**Text segment**
════
Here we get a narrative turn of great import: According to the anecdote, many years later, Holt – now a respected jurist far removed from his “raking” days – “went into circuit into the same county.” 34 There Holt presided over a witchcraft case, the said witch being charged with having a spell “with which she could either cure such cattle as were sick or destroy those that were well.” 35 This “spell” was not an incantation, but a charm that the local people had seized and now presented in court: “It appeared to be a dirty ball, covered with rags, and bound many times round with packthread.” 36 Much to Holt’s surprise, when he removed its coverings “with great deliberation one after another,” he found his own original parchment with his “few unintelligible words in courthand,” still visible on it. 37 Holt “changed color and sate silent.” 38 How embarrassing for the great Justice, the man who had made pretending to be a witch an oft-prosecuted offense, to be caught pretending to witchcraft himself. Forced by conscience to admit his role in “witchcraft,” Holt told the jury that “this bauble which you suppose to have the power of life and death,” was only “a senseless scrawl which I wrote with my own hand.” 39 According to the anecdote, that moment “had such an effect upon the minds of the people, who now blushed at the folly and cruelty of their zeal” that it ended witchcraft trials in the region. 40
The story emphasizes the affective changes of both Holt and his immediate audience: Holt “changed color;” his audience, recognizing “the cruelty of their zeal,” then “blushed.” 41 But that The Tell-Tale embedded this anecdote in a volume meant to “enthuse joy” suggests its intended impact on its readers (and perhaps listeners). Framed affectively, the anecdote contains a number of affectively, even affectionately, represented radical changes. 42 The power of what purported to be the written law (a bit of courthand which turned out to be a “senseless scrawl”) over people’s imaginations, the “witchcraft” Holt could both enact and – as a member of the judiciary – end, the fictionalization of Holt’s past (for this story is either wholly fictional or at best a very embroidered version of the truth) and the narration of his meticulous and embarrassed attempt to sever his own fiction-making from law, all of these figure in accounts of changes in attitudes not only towards witchcraft but to the law that typified this period. Perhaps the anecdote did “diffuse joy” as The Tell-Tale promises: it encourages listeners to react with satisfaction to Holt’s generous, self-deprecating act and to find satisfaction in the denouement of the story. In doing so, the anecdote makes visible the connection between the affects that narrative can elicit and the purportedly authoritative and “real” workings of law, between feelings of both groups and individuals, and their relationship to larger cultural trends and to legal decision-making. Reading it from this perspective reveals that Holt’s personal bildungsroman was also a societal and jurisprudential bildungsroman while it encourages us to reexamine Holt’s relationship to anecdotal fictions and law. It is a story in which the wizardry of fiction casts an emotive spell on the law, and in doing so demonstrates law’s interdependence with narrative fiction and various affects it both represents and elicits.
════
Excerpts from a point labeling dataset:
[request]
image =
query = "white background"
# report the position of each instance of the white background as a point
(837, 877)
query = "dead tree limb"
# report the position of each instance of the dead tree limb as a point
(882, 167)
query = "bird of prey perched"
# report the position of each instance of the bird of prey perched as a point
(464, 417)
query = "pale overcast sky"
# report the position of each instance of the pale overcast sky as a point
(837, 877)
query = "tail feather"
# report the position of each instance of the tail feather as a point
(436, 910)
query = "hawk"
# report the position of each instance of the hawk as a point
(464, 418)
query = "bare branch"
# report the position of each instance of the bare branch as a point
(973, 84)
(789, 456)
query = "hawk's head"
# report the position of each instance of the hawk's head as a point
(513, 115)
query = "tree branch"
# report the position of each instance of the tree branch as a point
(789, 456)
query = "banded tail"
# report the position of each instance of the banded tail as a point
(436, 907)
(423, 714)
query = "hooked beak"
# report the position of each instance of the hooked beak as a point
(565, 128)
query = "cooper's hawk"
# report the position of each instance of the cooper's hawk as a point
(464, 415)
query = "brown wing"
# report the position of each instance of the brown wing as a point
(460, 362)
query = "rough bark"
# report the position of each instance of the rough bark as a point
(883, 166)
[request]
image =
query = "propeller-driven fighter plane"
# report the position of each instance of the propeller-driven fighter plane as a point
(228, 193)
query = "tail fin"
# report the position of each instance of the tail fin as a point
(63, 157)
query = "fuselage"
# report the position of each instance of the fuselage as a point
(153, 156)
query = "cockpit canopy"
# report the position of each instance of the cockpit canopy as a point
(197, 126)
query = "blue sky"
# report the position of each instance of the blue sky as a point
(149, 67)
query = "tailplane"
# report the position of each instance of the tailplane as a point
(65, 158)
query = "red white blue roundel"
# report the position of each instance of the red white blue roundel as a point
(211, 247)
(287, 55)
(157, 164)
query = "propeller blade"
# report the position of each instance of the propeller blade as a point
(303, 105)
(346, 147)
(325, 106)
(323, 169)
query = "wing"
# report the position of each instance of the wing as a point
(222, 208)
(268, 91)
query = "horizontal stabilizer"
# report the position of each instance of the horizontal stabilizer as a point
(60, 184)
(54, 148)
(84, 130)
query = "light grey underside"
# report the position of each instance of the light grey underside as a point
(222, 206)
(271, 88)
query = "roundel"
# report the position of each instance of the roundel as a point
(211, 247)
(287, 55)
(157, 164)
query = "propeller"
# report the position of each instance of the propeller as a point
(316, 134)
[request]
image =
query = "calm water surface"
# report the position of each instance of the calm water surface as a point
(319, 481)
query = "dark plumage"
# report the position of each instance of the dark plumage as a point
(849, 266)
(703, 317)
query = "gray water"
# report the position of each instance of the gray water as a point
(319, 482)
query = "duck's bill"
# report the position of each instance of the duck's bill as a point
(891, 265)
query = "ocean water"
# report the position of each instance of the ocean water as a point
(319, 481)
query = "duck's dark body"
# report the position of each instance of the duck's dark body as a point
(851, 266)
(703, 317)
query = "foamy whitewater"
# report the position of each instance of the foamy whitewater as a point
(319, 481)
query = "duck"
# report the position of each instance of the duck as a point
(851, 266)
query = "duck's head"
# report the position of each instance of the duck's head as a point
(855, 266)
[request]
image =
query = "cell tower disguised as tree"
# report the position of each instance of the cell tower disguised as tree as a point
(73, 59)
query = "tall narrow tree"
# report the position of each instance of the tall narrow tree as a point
════
**Short exercise A**
Sum up the text on the Holt witchcraft anecdote in two sentences.
**Short exercise B**
Please write what comes next in the text on the Holt witchcraft anecdote, picking up after its last sentence.
This listing was drawn from a separate source.

**Answer A**
In the anecdote, Holt, by then a respected jurist presiding over a witchcraft case, unwraps the charm seized from the accused and finds his own parchment with a few words in courthand, then tells the jury it is only a senseless scrawl he wrote himself, a moment said to have ended witchcraft trials in the region. The passage argues that the story, framed to stir feeling, reveals law's interdependence with narrative fiction and with the affects it both represents and elicits.

**Answer B**
A close reading (or at least a closer reading) allows me to be more specific, to address the ways the story of Holt’s witchy ways gives affective and aesthetic form to and helps make emotively palatable a number of related but different and conflicting dichotomies underlying the law of the period – those between the oral and the literate, between popular and high culture, between the country and the city, and between superstition and science – even as or perhaps because it contains them in a progressive narrative arc that both represents synchronic events as diachronic and events occurring at a distance from each other as collapsed into one space. In short, the story is much more than an individualized slice of a famous life or, for that matter, a quaint tale of how old superstitions were laid to rest. Instead it represents part of an effort to communicate and gain acceptance for a new normative ideal, one in which the literate has trumped the oral, high culture has trumped popular culture, science has trumped superstition, and all of it has occurred some time in the past and without regard to England’s geographical differences. In offering all of this, it functioned not so much as a disruptive moment as some anecdotal theory suggests, but instead as a narrative that neatly arranged diverse and contradictory particulars under the banner of a general consensus meant to be felt as well as thought. Yet, the anecdote contains within it the seeds of disruption, in its complex portrayal of a critique of legal writing and judicial authority and its papering over of the gap between superstition and science, between the rural poor and the urban, educated elite. In the end, the anecdote subsumes radical change to the building of an affective community that erases differences under the assumption of shared warmth and communal spirit. That the affective and emotive elements of the tale control its general tendency suggests affect’s ability to moderate communal responses even to radical change.
II. Writing Orality into Literacy: the Affective Oral-Literate Continuum
How did this rich anecdote evoke affect to bundle new ideas with old and present them to the public? One of the most important of these new ideas involved acceptance of the broad reach of literacy and print, an acceptance that did not come easily. For this was a period that saw a great deal of anxiety about writing and print prompted by the growth of literacy as well as by print’s ability to manage the information necessary for increasingly complex social and cultural systems to operate. All anecdotes that eventually appear in print suggest a bridge between the oral culture of their telling and the literate culture imagined by a print object, but legal anecdotes may have been particularly important in this regard as a newly textualized law began to dominate the juridical world. Thus it is not surprising that this anecdote focuses on the issue of writing, the technology on which the young Holt draws to save his fiscal hide while out on a “raking” venture. Though Holt seems to represent a triumph of literacy, that triumph is hard won as the story unevenly shifts back and forth, awarding primary status at times to the oral and at times to the literate print culture that was beginning to dominate legal practice. Throughout the tale, literate culture’s ability to create and maintain power seems at best fragile, undermined by ongoing practices of the rural populace and by the anger and resistance that literacy seemed to evoke.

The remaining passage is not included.